* _EXERCISE SET_:
a) Revise the passage on Maxwell's equations from "With these definitions, Maxwell's" up to and including "charge and so on.", changing "rotation angle" to "mixing angle".
b) Write what comes next in the passage on Maxwell's equations, picking up after its final sentence.

[start DOCUMENT PASSAGE]

If "source" terms $\rho$ and ${\bf J}$, the electric charge and current density, are introduced then this breaks the symmetry, but only because we apparently inhabit a universe where magnetic monopoles do not exist. If they did, then Maxwell's equations could be written using a magnetic charge density $\rho_m$ and a magnetic current density ${\bf J_{m}}$ (what you refer to as ${\bf M}$, though I prefer to reserve that for magnetisation), then we write $$ \nabla \cdot {\bf D} = \rho\ \ \ \ \ \ \nabla \cdot {\bf B} = \rho_m$$ $$ \nabla \times {\bf E} = -\frac{\partial {\bf B}}{\partial t} - {\bf J_m}\ \ \ \ \ \ \nabla \times {\bf H} = \frac{\partial {\bf E}}{\partial t} + {\bf J}$$

With these definitions, Maxwell's equations acquire symmetry to duality transformations. If you put $\rho$ and $\rho_m$; ${\bf J}$ and ${\bf J_m}$; ${\bf E}$ and ${\bf H}$; ${\bf D}$ and ${\bf B}$ into column matrices and operate on them all with a rotation matrix of the form $$ \left( \begin{array}{cc} \cos \phi & -\sin \phi \\ \sin \phi & \cos \phi \end{array} \right),$$ where $\phi$ is some rotation angle, then the resulting transformed sources and fields also obey the same Maxwell's equations. For instance if $\phi=\pi/2$ then the E- and B-fields swap identities; electrons would have a magnetic charge, not an electric charge and so on.

[end DOCUMENT PASSAGE]
[start SUPPLIED INFORMATION]

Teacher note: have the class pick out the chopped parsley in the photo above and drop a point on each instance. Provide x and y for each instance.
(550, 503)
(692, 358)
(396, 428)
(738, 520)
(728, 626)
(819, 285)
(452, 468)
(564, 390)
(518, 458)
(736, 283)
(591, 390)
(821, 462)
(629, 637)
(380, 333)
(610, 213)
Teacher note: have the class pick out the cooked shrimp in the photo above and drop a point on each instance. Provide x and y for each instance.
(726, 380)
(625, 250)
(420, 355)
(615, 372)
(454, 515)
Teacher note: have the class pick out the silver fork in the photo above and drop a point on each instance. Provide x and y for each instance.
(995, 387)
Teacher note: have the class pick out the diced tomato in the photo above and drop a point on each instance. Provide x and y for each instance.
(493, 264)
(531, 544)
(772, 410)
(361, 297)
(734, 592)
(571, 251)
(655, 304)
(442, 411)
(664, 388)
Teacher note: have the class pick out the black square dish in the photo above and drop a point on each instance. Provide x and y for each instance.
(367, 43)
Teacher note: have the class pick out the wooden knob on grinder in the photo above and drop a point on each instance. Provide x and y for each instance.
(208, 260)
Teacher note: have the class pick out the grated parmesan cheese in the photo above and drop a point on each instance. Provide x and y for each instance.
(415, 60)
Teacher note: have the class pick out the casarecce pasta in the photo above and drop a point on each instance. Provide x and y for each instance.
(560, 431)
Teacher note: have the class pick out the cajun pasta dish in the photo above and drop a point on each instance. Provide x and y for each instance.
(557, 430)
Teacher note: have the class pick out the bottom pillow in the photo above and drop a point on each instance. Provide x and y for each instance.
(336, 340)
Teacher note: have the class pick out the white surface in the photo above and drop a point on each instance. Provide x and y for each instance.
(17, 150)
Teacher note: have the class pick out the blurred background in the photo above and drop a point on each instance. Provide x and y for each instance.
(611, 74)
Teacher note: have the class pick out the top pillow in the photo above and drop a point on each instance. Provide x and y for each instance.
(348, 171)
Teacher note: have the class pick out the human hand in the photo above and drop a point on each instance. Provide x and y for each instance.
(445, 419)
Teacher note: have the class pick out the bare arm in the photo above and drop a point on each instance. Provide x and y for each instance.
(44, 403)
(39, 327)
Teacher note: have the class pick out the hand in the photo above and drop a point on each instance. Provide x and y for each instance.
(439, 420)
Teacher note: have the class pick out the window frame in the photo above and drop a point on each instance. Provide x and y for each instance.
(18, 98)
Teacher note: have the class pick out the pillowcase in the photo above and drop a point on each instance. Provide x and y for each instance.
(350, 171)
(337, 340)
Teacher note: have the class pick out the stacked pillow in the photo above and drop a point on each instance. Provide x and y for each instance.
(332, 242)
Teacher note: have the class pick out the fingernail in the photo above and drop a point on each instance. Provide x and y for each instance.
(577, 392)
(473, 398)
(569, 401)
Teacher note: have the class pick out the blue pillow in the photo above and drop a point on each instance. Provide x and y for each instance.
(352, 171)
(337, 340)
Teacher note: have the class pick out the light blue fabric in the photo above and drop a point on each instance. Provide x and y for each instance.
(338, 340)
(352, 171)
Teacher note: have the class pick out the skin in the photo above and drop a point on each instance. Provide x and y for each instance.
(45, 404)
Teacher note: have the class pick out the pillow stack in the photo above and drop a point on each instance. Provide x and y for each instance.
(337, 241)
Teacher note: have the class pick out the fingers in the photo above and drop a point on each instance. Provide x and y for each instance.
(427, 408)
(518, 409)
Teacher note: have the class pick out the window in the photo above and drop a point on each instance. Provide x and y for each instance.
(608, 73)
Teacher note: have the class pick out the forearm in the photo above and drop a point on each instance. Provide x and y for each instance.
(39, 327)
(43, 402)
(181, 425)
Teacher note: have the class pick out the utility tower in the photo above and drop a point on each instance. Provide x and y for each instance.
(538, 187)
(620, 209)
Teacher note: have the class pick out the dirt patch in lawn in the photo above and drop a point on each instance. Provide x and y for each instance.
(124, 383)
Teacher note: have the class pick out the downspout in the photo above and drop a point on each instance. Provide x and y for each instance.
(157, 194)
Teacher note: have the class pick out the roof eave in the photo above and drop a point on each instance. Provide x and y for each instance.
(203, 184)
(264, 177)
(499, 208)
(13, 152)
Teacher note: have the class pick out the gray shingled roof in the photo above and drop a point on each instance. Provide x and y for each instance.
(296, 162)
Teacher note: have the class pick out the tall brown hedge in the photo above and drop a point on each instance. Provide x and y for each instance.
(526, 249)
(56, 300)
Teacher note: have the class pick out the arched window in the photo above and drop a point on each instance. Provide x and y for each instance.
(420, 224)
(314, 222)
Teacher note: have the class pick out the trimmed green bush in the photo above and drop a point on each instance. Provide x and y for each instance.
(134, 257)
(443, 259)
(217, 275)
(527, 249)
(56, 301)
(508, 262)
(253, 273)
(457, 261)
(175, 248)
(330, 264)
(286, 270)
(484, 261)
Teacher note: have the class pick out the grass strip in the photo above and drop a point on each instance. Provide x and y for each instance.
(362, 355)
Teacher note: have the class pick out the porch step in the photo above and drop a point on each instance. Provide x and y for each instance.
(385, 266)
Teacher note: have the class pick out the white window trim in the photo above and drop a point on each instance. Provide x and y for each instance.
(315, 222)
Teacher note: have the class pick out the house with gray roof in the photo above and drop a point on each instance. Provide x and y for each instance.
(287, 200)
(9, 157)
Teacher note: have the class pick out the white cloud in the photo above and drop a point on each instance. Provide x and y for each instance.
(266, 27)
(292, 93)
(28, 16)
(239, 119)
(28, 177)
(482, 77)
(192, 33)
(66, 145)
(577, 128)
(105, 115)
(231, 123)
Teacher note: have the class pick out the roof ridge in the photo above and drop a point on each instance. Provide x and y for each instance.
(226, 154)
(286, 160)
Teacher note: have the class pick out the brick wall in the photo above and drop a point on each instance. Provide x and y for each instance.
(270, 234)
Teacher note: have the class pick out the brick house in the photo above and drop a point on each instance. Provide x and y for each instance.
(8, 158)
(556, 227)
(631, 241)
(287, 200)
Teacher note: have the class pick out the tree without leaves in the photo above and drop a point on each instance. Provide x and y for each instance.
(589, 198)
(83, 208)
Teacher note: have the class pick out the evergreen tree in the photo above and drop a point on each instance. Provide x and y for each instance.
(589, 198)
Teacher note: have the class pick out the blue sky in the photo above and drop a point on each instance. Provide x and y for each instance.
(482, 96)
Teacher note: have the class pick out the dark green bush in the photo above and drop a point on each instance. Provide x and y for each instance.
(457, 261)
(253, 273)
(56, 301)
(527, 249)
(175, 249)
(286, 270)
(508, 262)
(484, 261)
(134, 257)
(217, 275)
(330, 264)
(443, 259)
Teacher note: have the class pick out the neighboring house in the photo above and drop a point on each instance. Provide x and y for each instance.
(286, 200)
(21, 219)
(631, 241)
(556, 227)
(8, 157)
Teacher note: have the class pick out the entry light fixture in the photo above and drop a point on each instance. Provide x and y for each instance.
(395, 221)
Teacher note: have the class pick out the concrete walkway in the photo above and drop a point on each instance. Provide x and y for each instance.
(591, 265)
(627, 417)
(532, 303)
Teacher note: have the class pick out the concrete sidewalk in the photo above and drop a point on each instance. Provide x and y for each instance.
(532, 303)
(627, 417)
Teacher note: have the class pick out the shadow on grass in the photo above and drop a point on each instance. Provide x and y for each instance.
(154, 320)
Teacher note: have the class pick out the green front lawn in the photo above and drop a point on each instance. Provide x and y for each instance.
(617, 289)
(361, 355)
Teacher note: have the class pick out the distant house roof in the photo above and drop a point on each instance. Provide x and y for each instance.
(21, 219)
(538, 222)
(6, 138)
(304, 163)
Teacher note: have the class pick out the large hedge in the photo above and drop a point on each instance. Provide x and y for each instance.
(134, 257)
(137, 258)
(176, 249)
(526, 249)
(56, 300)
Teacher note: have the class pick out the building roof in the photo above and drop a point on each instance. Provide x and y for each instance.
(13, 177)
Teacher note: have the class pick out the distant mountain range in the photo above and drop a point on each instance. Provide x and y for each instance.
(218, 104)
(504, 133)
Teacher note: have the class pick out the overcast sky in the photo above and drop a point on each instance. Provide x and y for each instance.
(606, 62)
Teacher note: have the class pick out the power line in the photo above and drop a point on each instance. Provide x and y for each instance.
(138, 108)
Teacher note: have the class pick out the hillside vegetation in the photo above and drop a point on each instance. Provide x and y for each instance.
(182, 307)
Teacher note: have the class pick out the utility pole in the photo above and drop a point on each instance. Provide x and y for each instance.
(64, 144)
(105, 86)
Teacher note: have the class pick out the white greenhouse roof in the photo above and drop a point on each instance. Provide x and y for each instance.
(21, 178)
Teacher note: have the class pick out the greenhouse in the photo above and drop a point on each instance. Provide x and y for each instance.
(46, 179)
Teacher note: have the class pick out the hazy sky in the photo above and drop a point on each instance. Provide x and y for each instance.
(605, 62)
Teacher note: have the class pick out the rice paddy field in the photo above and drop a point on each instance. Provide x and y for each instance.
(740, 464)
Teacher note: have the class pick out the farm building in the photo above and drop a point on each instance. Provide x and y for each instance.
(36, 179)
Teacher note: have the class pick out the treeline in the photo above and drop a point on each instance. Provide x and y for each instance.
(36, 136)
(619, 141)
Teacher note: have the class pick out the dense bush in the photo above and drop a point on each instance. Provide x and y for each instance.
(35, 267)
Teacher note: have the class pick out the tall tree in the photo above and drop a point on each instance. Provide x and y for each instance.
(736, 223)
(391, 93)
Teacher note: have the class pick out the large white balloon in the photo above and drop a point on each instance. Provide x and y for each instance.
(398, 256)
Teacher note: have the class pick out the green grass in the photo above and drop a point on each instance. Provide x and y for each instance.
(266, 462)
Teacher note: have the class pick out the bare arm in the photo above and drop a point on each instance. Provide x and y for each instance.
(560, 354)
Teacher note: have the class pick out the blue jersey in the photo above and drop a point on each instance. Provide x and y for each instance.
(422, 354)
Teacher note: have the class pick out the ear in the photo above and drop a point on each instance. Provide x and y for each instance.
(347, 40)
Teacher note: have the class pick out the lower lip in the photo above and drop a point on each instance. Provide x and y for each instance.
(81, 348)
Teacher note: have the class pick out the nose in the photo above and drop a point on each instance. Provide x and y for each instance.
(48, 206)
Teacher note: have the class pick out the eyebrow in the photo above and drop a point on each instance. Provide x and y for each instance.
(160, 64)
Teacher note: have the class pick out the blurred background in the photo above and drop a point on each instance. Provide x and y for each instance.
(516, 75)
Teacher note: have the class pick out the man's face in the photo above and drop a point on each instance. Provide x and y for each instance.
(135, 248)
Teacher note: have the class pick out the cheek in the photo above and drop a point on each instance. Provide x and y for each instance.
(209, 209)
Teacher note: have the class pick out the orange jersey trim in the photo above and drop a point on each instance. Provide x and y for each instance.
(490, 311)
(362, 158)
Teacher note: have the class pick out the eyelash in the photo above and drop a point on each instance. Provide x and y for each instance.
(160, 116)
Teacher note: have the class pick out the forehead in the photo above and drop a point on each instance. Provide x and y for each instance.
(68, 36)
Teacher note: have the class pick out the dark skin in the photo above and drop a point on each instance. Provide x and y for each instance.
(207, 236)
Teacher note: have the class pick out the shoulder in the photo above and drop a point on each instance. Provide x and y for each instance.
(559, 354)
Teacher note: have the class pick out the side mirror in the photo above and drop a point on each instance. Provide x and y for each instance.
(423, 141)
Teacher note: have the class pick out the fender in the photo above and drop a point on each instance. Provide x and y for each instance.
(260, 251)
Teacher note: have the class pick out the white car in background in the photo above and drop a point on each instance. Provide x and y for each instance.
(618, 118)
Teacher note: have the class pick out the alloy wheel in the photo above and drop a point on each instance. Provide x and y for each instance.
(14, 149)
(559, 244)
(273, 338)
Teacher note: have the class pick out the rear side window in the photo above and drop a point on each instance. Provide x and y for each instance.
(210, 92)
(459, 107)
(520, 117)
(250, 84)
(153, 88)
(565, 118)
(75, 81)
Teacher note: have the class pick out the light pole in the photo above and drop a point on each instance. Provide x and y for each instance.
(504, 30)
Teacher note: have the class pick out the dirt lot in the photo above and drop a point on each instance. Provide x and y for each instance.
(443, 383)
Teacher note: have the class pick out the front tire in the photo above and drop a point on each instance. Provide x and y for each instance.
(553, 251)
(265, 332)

[end SUPPLIED INFORMATION]

* _RESPONSES TO THE TASKS_:
a)
With these definitions, Maxwell's equations acquire symmetry to duality transformations. If you put $\rho$ and $\rho_m$; ${\bf J}$ and ${\bf J_m}$; ${\bf E}$ and ${\bf H}$; ${\bf D}$ and ${\bf B}$ into column matrices and operate on them all with a rotation matrix of the form $$ \left( \begin{array}{cc} \cos \phi & -\sin \phi \\ \sin \phi & \cos \phi \end{array} \right),$$ where $\phi$ is some mixing angle, then the resulting transformed sources and fields also obey the same Maxwell's equations. For instance if $\phi=\pi/2$ then the E- and B-fields swap identities; electrons would have a magnetic charge, not an electric charge and so on.

b)
Now you could argue about what we define as electric and magnetic charges, but that comes down to semantics. What is clear though is that whatever the ratio of electric to magnetic charge (because any ratio can be made to satisfy the symmetric Maxwell's equations above), all particles appear to have the same ratio, so we choose to fix it so that one of the charge types is always zero - i.e. no magnetic monopoles and no magnetic current density.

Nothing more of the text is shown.